■ What the task requires ■
Rewrite the lines from the line with "Segment the man's nose." up to and including the line with "[[[150,4],[2,2],[3,159],[431,155],[429,1]]]", changing "whole pixels" to "integer pixels" and leaving everything else as it is.

■ Given records ■
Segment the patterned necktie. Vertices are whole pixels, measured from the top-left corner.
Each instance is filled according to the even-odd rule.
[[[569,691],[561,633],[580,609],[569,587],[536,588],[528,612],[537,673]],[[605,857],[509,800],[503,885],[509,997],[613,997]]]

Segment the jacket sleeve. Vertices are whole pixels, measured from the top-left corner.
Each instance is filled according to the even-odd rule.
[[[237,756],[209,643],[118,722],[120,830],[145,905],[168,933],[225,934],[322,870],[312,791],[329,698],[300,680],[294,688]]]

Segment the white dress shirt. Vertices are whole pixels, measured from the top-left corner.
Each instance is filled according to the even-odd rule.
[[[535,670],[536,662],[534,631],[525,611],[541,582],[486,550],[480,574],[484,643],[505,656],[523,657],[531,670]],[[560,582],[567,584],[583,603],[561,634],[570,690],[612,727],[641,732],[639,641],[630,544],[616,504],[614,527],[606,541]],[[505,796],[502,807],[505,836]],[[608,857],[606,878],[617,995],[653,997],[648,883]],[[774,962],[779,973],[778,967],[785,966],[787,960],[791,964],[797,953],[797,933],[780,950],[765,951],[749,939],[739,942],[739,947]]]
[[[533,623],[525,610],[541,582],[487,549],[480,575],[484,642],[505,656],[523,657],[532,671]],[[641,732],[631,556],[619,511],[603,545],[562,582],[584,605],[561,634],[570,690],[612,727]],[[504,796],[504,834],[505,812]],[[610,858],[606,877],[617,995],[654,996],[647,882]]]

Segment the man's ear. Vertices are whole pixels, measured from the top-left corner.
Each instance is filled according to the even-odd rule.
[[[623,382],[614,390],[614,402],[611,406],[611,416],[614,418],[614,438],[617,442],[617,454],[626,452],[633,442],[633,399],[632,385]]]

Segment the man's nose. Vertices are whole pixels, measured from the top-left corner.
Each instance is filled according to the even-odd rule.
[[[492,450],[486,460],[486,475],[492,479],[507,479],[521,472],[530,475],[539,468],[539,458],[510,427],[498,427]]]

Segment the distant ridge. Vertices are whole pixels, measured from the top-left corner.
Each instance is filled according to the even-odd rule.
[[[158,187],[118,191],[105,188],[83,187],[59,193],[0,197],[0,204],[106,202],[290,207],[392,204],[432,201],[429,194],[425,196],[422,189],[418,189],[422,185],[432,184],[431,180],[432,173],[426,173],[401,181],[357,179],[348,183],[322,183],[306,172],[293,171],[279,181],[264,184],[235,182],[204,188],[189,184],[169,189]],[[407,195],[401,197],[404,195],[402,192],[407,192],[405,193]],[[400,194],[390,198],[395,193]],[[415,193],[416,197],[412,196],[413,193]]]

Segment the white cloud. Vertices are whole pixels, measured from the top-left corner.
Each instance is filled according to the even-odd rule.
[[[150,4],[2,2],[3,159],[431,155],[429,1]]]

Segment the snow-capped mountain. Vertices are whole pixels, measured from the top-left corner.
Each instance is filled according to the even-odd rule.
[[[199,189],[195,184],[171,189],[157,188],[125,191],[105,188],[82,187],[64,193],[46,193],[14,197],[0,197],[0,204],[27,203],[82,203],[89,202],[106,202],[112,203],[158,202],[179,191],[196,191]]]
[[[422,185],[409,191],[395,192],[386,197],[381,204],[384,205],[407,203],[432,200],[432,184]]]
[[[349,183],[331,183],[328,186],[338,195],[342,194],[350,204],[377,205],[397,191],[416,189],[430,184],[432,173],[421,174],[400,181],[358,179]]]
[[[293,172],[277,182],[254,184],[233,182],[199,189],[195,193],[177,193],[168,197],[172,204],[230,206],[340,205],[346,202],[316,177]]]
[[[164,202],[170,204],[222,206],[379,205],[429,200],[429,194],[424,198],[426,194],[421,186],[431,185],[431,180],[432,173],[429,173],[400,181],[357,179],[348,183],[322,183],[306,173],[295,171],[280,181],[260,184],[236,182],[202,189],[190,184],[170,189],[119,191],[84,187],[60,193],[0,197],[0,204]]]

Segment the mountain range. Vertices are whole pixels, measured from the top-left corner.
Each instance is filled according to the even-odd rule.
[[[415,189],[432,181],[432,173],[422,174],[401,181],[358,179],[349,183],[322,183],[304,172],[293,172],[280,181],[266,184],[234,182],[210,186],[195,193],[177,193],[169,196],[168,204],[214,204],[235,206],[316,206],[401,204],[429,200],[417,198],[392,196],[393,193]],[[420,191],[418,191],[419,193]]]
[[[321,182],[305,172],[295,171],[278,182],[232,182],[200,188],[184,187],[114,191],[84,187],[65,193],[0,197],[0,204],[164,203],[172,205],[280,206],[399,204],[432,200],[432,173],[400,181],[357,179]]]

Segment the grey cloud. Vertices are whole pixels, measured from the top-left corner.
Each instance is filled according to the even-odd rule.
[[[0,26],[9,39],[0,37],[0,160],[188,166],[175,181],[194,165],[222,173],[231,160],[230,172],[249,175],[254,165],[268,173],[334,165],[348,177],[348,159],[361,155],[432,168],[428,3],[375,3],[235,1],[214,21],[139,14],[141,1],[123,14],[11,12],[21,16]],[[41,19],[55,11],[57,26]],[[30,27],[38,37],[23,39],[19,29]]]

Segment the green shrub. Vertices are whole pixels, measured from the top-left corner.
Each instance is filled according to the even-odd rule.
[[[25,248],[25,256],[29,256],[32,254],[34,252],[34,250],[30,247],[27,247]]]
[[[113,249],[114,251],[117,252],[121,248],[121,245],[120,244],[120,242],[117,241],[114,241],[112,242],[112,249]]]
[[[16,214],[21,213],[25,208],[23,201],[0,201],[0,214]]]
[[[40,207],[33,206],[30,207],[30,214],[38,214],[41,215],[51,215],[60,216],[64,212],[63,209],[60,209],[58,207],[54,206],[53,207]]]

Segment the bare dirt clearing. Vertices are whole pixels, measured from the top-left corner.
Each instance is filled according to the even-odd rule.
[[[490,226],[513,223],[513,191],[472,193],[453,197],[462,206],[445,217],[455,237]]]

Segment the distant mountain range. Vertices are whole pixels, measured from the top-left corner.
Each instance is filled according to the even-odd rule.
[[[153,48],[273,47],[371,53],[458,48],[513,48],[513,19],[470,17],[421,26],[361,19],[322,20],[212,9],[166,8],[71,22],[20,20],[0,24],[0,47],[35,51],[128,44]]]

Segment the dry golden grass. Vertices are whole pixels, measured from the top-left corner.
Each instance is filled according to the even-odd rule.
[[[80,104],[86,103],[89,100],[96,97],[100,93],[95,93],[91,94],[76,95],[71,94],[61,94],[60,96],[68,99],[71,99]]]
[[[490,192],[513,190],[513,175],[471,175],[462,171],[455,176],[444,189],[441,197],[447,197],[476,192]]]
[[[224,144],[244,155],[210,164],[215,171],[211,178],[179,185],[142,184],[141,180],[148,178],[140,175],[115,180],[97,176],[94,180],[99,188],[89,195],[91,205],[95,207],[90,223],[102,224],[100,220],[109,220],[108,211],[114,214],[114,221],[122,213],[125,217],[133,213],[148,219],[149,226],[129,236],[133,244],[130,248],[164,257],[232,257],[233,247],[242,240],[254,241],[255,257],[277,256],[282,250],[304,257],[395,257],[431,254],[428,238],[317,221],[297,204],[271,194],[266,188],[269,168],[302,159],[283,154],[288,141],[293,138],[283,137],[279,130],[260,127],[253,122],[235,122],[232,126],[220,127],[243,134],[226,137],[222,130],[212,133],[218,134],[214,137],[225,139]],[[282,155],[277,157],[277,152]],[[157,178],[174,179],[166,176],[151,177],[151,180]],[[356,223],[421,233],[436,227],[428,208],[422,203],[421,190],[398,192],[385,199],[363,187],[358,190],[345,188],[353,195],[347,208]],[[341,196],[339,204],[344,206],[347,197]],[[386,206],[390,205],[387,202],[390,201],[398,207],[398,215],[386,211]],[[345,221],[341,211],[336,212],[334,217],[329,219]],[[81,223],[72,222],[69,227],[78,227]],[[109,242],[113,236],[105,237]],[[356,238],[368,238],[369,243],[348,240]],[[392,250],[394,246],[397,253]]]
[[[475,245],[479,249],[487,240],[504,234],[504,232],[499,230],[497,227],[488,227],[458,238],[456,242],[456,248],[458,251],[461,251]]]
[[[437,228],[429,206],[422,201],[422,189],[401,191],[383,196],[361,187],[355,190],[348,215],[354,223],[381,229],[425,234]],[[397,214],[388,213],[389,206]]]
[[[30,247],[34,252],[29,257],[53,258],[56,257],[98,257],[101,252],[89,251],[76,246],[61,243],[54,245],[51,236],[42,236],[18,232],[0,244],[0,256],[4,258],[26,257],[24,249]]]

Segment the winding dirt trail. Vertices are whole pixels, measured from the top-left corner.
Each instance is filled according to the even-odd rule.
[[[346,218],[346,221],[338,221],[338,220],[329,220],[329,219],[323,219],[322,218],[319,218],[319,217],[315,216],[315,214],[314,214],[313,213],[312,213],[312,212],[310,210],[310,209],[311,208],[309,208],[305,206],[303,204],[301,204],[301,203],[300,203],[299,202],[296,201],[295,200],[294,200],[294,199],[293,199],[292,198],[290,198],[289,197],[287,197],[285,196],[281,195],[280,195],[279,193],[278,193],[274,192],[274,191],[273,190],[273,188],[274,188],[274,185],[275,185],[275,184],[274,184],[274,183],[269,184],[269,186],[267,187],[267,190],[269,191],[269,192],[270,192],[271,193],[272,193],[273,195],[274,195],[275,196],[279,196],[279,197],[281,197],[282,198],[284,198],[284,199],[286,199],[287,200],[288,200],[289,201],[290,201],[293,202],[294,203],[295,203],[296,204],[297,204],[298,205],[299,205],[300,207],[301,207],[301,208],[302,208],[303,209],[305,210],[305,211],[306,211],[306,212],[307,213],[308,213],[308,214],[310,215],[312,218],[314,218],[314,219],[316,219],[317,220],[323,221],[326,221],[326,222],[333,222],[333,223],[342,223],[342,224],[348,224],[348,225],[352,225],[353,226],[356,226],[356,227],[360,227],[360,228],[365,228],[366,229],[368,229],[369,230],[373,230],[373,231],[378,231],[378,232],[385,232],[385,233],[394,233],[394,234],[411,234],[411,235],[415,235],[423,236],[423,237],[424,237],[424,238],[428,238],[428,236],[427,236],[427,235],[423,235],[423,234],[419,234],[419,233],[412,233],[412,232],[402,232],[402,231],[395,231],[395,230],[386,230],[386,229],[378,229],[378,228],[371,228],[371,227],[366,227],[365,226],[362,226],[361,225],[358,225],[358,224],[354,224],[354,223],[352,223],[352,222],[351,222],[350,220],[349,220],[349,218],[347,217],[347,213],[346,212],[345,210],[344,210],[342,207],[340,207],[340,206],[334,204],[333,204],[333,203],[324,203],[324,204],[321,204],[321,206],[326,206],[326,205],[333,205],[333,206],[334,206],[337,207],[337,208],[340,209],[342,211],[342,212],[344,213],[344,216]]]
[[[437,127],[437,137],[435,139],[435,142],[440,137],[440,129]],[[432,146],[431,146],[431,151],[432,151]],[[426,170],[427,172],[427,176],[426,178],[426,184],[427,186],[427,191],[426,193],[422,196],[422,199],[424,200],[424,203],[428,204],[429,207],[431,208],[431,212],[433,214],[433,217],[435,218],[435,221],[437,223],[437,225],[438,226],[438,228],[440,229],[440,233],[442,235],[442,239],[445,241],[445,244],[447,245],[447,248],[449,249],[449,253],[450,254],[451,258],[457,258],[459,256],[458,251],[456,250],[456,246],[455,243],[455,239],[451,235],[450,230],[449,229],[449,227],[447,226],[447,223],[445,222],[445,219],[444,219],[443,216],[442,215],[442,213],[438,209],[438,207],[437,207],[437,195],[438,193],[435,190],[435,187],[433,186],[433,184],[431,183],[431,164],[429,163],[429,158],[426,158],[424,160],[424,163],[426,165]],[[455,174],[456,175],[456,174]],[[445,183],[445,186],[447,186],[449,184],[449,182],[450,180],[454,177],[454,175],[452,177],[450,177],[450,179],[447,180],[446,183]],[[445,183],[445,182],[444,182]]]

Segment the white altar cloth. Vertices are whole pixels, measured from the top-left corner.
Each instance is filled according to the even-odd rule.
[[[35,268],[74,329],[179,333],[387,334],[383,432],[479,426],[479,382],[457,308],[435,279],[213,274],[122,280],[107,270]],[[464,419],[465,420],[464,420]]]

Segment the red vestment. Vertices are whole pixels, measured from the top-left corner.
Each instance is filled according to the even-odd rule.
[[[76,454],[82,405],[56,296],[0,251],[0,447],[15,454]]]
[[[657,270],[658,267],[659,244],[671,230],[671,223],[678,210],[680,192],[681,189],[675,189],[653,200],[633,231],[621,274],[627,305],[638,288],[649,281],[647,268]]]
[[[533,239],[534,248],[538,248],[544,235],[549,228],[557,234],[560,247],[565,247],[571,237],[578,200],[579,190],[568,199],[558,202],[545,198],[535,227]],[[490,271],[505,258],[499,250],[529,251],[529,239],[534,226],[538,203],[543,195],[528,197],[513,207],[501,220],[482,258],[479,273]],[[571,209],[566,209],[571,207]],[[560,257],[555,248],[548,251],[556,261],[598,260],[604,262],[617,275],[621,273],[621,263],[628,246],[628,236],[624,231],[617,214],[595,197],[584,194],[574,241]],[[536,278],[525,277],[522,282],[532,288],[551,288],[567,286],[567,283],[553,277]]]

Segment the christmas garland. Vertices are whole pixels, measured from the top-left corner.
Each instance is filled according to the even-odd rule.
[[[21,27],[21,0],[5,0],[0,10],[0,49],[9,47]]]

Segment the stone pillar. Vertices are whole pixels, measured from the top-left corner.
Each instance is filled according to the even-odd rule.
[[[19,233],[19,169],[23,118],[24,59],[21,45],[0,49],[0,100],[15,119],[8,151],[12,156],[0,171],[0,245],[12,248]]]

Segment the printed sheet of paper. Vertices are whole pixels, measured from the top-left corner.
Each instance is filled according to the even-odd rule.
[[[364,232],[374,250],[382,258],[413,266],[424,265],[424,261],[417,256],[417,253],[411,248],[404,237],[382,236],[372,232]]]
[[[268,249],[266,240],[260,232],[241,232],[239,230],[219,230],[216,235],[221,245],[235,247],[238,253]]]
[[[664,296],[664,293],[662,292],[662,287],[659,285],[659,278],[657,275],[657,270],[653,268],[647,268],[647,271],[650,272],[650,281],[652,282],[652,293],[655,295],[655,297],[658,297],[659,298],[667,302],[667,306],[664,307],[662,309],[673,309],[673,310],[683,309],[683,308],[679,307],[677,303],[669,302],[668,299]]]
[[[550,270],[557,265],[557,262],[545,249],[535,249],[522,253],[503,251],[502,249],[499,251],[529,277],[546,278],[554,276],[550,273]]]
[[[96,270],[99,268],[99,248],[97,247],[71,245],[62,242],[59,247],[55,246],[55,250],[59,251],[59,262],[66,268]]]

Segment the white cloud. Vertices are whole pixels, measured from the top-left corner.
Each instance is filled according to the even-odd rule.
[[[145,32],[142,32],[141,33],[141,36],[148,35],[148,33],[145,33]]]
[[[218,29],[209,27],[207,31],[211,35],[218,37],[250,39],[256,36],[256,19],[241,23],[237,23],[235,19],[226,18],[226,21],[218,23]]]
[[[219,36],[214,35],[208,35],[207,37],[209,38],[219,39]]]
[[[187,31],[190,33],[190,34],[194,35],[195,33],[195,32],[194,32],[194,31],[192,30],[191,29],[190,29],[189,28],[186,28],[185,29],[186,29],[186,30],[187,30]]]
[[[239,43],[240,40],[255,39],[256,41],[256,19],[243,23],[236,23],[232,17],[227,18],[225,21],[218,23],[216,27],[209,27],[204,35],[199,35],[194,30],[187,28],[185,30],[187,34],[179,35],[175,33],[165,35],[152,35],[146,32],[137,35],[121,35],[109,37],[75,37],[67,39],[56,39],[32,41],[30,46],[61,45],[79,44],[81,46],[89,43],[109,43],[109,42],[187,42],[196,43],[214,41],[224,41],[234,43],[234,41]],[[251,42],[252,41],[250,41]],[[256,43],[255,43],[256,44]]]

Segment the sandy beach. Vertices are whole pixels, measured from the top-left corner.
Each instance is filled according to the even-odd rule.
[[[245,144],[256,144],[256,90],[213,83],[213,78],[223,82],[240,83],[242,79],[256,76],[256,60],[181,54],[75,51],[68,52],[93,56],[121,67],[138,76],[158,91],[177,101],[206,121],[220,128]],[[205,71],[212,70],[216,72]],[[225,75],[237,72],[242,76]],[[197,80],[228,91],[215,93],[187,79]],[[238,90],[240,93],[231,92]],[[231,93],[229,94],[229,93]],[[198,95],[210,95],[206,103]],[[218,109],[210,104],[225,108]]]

■ Exercise answer ■
Segment the man's nose. Vertices are integer pixels, measured from the top-left corner.
Each instance is filled according to the even-odd rule.
[[[492,450],[486,460],[486,475],[492,479],[507,479],[521,472],[530,475],[539,468],[539,458],[510,427],[498,427]]]

Segment the distant ridge. Vertices are integer pixels, measured from the top-left corner.
Each instance is filled according to the even-odd rule.
[[[158,187],[118,191],[105,188],[83,187],[59,193],[0,197],[0,204],[106,202],[290,207],[392,204],[432,201],[429,194],[425,196],[422,189],[418,189],[422,185],[432,184],[431,180],[432,173],[426,173],[401,181],[357,179],[348,183],[322,183],[306,172],[293,171],[279,181],[264,184],[235,182],[204,188],[189,184],[169,189]],[[407,195],[401,197],[404,195],[402,192],[407,192],[405,193]],[[400,194],[390,198],[395,193]],[[415,193],[416,197],[412,196],[413,193]]]

Segment the white cloud. Vertices are integer pixels, measured from the top-left corner.
Each instance is filled according to the even-odd rule.
[[[150,4],[2,2],[3,159],[431,155],[429,1]]]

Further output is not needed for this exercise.